El 99% de los experimentos llevados a cabo tienen como protagonistas moscas de la fruta, roedores, primates no humanos, y vemos que ahora incluso plantas. Sin embargo, en 2021 llegó el primer test en humanos. Se inoculó a un paciente un virus en el globo ocular concretamente en las células ganglionares para convertirlas en células fotorreceptoras. Cuando la luz entra en el ojo, es capturada por las llamadas células fotorreceptoras. Los fotorreceptores luego envían una señal eléctrica a sus vecinos, las células ganglionares, que pueden identificar características importantes como el movimiento. Estas después envían sus propias señales al nervio óptico, que, finalmente enviará la información al cerebro. «El paciente, a través de unas gafas especiales de color naranja, consiguió con cierto tiempo distinguir bultos y formas. Ese color naranja de las gafas activaban las opsinas inoculadas», continúa Garrido.

Modificar la conducta

En 2014 un equipo del MIT liderado por el médico japonés Susumu Tonegawa logró cambiar los recuerdos almacenados en la memoria de los ratones con los que experimentaban. Así, un mal recuerdo se transformó en una experiencia placentera a base de la exposición de estos roedores a haces luminosos. Se comprobó que, si se le activa un recuerdo bonito, un ratón era capaz de quedarse en el lugar del que antes huía. «La posibilidad de usar la optogenética para tratar adicciones, controlar la agresividad o para tratar depresión y ansiedad es muy interesante, porque los tratamientos actuales basados en fármacos tienen muchos efectos secundarios al incidir en varias partes a la vez», advierte Quintana, investigador del departamento de Neurociencias de la Universidad Autónoma de Barcelona.

**Ejercicios propuestos**
1 > Responde según el fragmento sobre optogenética:
(a) ¿En qué año llegó el primer test en humanos?
(b) ¿De qué color eran las gafas especiales que usó el paciente?
(c) ¿Quién lideró el equipo del MIT que en 2014 logró cambiar los recuerdos de los ratones?
2 > ¿Puedes proseguir el fragmento sobre optogenética a partir de su última oración?
Los ítems son material aparte y no guardan relación con el fragmento sobre optogenética.

**Entradas extraídas**
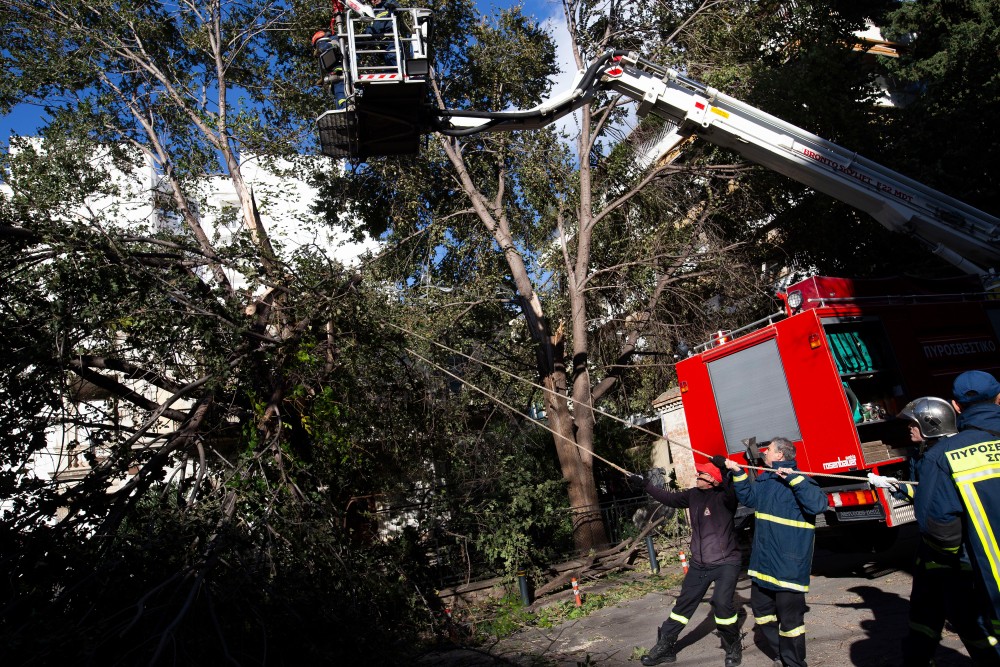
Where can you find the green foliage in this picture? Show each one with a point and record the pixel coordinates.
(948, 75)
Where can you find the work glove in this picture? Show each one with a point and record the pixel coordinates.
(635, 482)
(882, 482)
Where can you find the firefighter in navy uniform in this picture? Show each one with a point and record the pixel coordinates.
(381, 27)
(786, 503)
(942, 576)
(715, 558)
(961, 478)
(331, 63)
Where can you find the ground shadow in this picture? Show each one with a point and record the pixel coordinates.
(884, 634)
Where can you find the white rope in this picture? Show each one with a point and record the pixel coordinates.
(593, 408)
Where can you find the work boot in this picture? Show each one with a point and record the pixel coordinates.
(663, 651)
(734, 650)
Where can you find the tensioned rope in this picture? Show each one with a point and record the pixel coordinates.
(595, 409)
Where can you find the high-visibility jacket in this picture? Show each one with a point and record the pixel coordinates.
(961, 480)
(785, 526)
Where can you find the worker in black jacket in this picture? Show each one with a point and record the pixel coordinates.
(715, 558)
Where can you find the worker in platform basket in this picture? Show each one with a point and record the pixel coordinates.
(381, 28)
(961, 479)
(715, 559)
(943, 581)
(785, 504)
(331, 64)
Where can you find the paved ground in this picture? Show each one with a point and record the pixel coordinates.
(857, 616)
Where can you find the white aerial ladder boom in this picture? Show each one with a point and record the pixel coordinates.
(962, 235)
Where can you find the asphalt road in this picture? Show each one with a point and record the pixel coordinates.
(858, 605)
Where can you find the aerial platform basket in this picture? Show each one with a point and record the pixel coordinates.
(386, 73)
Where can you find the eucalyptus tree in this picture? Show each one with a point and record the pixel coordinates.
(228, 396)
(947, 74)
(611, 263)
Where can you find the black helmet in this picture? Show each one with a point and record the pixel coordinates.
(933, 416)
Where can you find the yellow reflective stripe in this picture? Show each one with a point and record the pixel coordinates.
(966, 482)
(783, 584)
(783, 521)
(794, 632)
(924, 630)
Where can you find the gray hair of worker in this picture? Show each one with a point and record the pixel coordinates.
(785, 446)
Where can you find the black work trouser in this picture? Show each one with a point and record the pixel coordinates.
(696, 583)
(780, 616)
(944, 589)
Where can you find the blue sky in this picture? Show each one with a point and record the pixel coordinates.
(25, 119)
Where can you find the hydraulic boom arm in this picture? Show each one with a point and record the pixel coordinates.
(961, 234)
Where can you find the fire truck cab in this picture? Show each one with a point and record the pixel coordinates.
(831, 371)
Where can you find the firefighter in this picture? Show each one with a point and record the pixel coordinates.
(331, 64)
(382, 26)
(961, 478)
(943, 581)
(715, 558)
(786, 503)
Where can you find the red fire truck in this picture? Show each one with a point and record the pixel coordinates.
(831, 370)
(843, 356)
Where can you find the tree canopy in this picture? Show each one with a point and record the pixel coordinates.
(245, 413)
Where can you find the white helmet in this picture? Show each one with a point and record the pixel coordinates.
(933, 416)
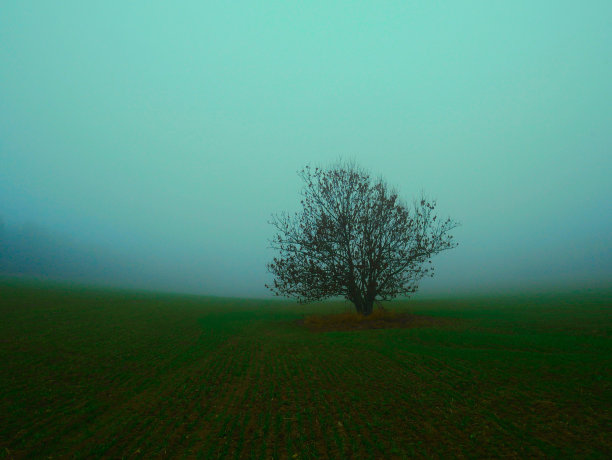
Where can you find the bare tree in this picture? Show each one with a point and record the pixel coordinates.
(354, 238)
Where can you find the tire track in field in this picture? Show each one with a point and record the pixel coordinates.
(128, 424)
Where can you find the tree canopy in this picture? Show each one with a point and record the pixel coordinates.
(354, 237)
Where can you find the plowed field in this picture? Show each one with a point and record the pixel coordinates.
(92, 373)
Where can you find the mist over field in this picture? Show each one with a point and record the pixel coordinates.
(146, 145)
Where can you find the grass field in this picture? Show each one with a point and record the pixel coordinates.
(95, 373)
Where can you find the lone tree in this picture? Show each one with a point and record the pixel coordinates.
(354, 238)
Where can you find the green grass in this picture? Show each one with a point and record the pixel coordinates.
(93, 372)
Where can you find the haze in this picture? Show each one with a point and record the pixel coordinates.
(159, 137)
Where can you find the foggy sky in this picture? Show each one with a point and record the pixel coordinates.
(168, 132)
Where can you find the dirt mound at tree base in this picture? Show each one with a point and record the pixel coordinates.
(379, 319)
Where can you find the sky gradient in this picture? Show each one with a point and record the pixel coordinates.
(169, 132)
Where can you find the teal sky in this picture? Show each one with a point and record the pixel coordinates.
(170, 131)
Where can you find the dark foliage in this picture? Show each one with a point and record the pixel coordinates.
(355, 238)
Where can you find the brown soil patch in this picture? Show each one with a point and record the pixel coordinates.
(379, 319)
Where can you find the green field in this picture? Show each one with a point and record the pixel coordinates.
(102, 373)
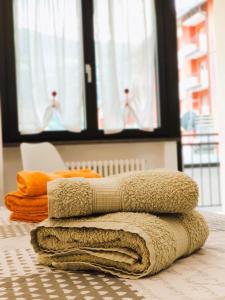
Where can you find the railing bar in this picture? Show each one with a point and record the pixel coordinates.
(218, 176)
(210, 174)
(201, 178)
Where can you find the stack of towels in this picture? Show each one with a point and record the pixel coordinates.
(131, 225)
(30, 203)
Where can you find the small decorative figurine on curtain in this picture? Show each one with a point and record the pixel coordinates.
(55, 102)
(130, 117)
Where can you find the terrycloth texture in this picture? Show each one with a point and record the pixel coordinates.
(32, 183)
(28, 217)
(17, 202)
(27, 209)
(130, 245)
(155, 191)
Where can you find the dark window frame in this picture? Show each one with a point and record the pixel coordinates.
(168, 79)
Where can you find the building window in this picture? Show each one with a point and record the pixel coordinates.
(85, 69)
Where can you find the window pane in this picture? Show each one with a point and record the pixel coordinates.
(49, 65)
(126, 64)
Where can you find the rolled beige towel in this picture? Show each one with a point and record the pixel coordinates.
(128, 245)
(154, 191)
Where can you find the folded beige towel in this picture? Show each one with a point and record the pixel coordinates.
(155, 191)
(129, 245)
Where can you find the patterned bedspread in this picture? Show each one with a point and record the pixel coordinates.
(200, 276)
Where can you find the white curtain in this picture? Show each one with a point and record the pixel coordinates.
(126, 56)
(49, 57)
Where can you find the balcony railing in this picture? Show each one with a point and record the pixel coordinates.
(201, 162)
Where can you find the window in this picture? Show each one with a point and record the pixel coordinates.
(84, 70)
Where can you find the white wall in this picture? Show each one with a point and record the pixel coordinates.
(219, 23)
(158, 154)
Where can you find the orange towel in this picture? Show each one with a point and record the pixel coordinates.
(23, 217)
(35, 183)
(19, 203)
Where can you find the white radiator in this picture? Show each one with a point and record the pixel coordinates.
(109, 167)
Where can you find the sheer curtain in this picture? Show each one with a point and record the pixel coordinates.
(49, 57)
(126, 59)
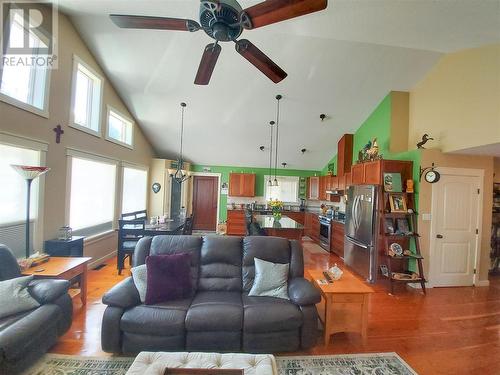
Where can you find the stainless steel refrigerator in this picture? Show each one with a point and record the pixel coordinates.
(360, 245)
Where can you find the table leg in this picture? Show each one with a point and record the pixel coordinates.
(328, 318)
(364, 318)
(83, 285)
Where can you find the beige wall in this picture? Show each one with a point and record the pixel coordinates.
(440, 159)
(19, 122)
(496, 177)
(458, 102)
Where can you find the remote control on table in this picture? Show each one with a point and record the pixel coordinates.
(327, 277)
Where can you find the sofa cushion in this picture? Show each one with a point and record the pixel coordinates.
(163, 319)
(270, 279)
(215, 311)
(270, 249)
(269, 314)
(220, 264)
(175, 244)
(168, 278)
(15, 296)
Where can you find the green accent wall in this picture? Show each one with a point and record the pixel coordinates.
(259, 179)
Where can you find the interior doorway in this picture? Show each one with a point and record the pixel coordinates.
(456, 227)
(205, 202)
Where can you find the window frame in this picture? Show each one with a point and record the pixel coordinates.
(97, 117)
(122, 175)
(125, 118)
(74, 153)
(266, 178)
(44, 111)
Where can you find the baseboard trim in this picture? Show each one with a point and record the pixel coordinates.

...

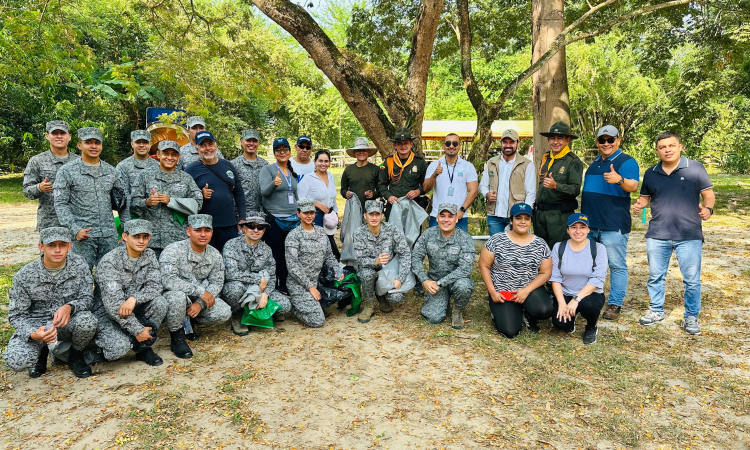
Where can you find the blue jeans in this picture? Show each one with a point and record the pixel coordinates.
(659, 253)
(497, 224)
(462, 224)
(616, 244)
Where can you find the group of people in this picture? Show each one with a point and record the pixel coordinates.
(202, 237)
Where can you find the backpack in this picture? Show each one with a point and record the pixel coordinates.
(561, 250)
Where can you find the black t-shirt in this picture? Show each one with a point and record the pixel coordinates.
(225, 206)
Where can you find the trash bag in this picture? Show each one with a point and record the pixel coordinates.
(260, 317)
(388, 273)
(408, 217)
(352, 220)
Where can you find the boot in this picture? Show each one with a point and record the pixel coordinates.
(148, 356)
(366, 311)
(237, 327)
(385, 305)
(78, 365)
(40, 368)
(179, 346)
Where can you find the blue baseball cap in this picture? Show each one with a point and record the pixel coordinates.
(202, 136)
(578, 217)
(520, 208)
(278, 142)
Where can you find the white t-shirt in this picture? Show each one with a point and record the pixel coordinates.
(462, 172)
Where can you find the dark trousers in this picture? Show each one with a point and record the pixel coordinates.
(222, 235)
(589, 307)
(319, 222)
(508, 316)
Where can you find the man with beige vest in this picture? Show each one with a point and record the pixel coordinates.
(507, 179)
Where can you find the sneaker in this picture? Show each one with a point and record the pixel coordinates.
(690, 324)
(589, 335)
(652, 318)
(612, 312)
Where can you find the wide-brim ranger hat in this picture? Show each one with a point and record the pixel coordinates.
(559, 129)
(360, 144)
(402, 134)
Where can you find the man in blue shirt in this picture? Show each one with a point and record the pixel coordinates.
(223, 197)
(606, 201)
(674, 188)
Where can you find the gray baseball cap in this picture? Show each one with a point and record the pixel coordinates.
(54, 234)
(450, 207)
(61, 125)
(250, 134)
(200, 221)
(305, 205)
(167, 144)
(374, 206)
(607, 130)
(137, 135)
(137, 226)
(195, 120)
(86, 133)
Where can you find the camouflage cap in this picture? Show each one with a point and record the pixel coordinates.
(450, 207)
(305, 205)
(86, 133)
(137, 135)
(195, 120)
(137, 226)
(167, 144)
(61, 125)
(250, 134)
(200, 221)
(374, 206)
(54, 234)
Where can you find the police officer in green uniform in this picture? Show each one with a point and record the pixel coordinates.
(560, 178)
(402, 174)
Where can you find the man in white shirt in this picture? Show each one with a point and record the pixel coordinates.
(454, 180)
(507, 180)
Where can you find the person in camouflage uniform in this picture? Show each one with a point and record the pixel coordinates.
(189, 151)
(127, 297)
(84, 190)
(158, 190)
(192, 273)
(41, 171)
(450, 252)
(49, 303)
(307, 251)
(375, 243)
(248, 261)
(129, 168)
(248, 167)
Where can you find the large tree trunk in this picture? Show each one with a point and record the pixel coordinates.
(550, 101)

**Ejercicios resueltos**
1 >
(a) En 2021.
(b) De color naranja.
(c) El médico japonés Susumu Tonegawa.

2 >
Otro experimento más polémico se realizó en 2019 en la Universidad de Stanford. Un grupo de investigadores hicieron creer a los ratones que estaban viendo imágenes que no existían. Es decir, les crearon alucinaciones. «Se les entrenó para ver barras verticales y horizontales. Cuando las veían verticales, tenían que beber. Llegado un momento del experimento, las imágenes de barras verticales se quitaron y se estimularon las mismas neuronas que se activaban cuando los ratones veían estas barras y el efecto fue el mismo: bebían agua. Lo interesante es, además, que se activan muy pocas neuronas, sólo 20 estaban implicadas en este proceso. Se han conseguido, además, alucinaciones olfativas e incluso de sonido», decía José Manuel Muñoz, investigador del área de psicología de la universidad Europea de Valencia en una conocida retransmisión televisiva. El investigador también hacía referencia a la posibilidad de modificar el comportamiento y convertir a los ratones en agresivos depredadores de grillos con solo someterlos a un haz de luz y a pesar de que estos insectos no forman parte de su dieta habitual.

Dudas sobre aplicación en humanos

Las posibilidades que abre la optogenética de controlar la conducta humana plantea algunas dudas de carácter ético. «No hay que olvidar que es necesario inocular un virus, que tiene que estar inactivo para que no se desarrolle ninguna enfermedad, y que se trata de insertar en el cuerpo humano genoma de otro organismo. Además, no sabemos qué problemas puede tener a largo plazo implantar un sistema de fibra óptica en el cerebro. El uso de luz aumenta la temperatura del tejido y esto puede tener consecuencias a largo plazo, aunque es cierto que están apareciendo dispositivos inalámbricos que evitarían tener que hacer cirugías tan grandes. A nivel regulatorio, primero se tiene que garantizar la seguridad de los pacientes y a menos que sea para enfermedades graves, los procesos para pasar a aplicaciones clínicas son muy largos. En menos de diez años sería sorprendente ver desarrollos, matiza Garrido.